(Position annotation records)
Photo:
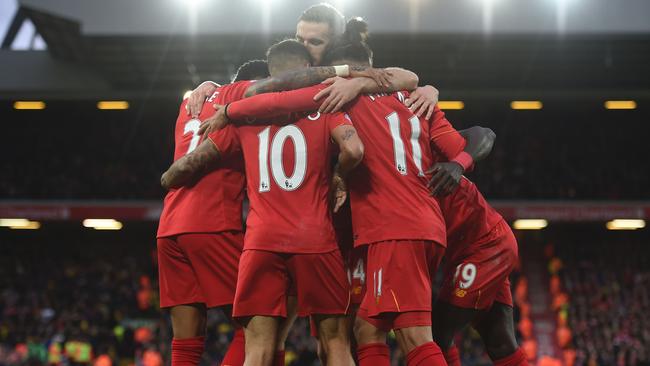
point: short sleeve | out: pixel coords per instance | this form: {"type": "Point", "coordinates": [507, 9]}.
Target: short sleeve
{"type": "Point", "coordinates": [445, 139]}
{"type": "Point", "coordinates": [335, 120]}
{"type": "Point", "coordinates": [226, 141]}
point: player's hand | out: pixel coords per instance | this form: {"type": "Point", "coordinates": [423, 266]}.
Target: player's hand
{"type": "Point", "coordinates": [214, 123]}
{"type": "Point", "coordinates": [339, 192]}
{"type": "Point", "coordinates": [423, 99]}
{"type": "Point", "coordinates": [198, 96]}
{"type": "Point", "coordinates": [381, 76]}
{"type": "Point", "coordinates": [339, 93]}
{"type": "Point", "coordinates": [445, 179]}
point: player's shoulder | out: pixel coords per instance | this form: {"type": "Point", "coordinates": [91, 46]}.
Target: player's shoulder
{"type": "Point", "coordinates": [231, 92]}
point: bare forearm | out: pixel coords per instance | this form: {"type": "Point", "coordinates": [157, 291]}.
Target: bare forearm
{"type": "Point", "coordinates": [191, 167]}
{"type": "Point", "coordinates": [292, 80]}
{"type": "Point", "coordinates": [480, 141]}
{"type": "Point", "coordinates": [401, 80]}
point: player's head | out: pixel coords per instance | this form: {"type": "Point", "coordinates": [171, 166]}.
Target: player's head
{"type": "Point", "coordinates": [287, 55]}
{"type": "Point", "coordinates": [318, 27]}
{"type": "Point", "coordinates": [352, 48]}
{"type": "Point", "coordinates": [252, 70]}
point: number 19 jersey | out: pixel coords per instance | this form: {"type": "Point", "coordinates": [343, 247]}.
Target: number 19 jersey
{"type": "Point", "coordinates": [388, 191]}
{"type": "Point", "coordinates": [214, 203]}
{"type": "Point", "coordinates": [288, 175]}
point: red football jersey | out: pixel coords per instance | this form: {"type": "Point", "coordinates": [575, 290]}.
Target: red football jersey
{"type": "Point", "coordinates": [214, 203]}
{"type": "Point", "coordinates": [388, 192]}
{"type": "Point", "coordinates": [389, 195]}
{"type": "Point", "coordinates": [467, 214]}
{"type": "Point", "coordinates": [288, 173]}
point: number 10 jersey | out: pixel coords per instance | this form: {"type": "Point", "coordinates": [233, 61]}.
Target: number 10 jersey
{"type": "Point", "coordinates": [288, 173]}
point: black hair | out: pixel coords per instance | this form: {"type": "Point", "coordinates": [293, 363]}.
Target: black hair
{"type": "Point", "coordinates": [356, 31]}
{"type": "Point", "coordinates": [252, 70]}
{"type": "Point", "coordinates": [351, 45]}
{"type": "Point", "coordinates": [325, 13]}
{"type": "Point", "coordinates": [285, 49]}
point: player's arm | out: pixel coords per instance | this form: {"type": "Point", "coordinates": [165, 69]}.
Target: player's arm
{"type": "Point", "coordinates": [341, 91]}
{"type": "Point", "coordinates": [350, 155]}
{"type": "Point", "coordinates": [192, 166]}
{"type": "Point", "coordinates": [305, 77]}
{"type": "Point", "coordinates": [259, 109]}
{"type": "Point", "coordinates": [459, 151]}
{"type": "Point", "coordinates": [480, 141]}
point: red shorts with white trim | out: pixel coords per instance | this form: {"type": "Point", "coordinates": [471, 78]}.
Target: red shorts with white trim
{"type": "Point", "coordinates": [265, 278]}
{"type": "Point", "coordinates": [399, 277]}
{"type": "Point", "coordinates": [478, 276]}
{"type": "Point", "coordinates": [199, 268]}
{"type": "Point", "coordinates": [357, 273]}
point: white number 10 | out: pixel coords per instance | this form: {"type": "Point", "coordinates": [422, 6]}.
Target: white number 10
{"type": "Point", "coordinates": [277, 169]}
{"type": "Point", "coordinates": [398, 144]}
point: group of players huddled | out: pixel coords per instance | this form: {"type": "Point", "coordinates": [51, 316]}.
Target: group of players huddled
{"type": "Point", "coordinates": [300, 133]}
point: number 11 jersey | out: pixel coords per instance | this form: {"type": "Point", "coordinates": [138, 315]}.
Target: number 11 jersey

*Exercise details*. Can you retype every record above exactly, leaving out the pictures?

*Answer for the task*.
Photo:
point: short sleeve | out: pixel coords per instance | this form: {"type": "Point", "coordinates": [507, 9]}.
Target: short sleeve
{"type": "Point", "coordinates": [445, 139]}
{"type": "Point", "coordinates": [335, 120]}
{"type": "Point", "coordinates": [226, 141]}
point: player's hand | out: pixel coords per instance | this form: {"type": "Point", "coordinates": [423, 266]}.
Target: player's hand
{"type": "Point", "coordinates": [214, 123]}
{"type": "Point", "coordinates": [339, 192]}
{"type": "Point", "coordinates": [423, 99]}
{"type": "Point", "coordinates": [198, 96]}
{"type": "Point", "coordinates": [381, 76]}
{"type": "Point", "coordinates": [339, 93]}
{"type": "Point", "coordinates": [445, 179]}
point: player's shoulder | out: pixel coords per instance | this form: {"type": "Point", "coordinates": [91, 46]}.
Target: player's shoulder
{"type": "Point", "coordinates": [231, 92]}
point: bare forearm | out: pixel coords per instance | this form: {"type": "Point", "coordinates": [157, 291]}.
Target: bare forearm
{"type": "Point", "coordinates": [191, 167]}
{"type": "Point", "coordinates": [292, 80]}
{"type": "Point", "coordinates": [480, 141]}
{"type": "Point", "coordinates": [401, 80]}
point: player's head | out: pixel coords per instance | this form: {"type": "Point", "coordinates": [171, 166]}.
Target: player's head
{"type": "Point", "coordinates": [287, 55]}
{"type": "Point", "coordinates": [318, 27]}
{"type": "Point", "coordinates": [352, 48]}
{"type": "Point", "coordinates": [252, 70]}
point: number 19 jersey | out: pixel coords per instance | this form: {"type": "Point", "coordinates": [343, 247]}.
Target: number 19 jersey
{"type": "Point", "coordinates": [388, 191]}
{"type": "Point", "coordinates": [214, 203]}
{"type": "Point", "coordinates": [288, 175]}
point: red football jersey | out: pixel coords per instance | this form: {"type": "Point", "coordinates": [575, 290]}.
Target: red football jersey
{"type": "Point", "coordinates": [214, 203]}
{"type": "Point", "coordinates": [388, 192]}
{"type": "Point", "coordinates": [389, 195]}
{"type": "Point", "coordinates": [467, 214]}
{"type": "Point", "coordinates": [288, 173]}
point: number 10 jersey | out: pixel coords per instance | this form: {"type": "Point", "coordinates": [233, 61]}.
Target: number 10 jersey
{"type": "Point", "coordinates": [288, 173]}
point: black hair | out: pixel coords per instance | this form: {"type": "Point", "coordinates": [293, 363]}.
Target: black hair
{"type": "Point", "coordinates": [356, 31]}
{"type": "Point", "coordinates": [252, 70]}
{"type": "Point", "coordinates": [351, 45]}
{"type": "Point", "coordinates": [325, 13]}
{"type": "Point", "coordinates": [285, 49]}
point: player's arm | out: pixel coords per instance | this form: {"type": "Point", "coordinates": [165, 69]}.
Target: player's arm
{"type": "Point", "coordinates": [341, 91]}
{"type": "Point", "coordinates": [350, 155]}
{"type": "Point", "coordinates": [192, 166]}
{"type": "Point", "coordinates": [305, 77]}
{"type": "Point", "coordinates": [259, 109]}
{"type": "Point", "coordinates": [459, 151]}
{"type": "Point", "coordinates": [480, 141]}
point: red shorts with white trim | out: pixel coords per instance | this form: {"type": "Point", "coordinates": [471, 78]}.
Target: red shorts with white trim
{"type": "Point", "coordinates": [265, 278]}
{"type": "Point", "coordinates": [399, 277]}
{"type": "Point", "coordinates": [478, 276]}
{"type": "Point", "coordinates": [199, 268]}
{"type": "Point", "coordinates": [357, 273]}
point: white number 10 | out: pixel coords per instance | this form: {"type": "Point", "coordinates": [422, 6]}.
Target: white number 10
{"type": "Point", "coordinates": [277, 169]}
{"type": "Point", "coordinates": [398, 144]}
point: group of players huddled | out: pixel coords per instance | this form: {"type": "Point", "coordinates": [51, 316]}.
Target: group of players huddled
{"type": "Point", "coordinates": [300, 133]}
point: number 11 jersey | out: pixel coords per instance | this form: {"type": "Point", "coordinates": [138, 315]}.
Target: number 11 jersey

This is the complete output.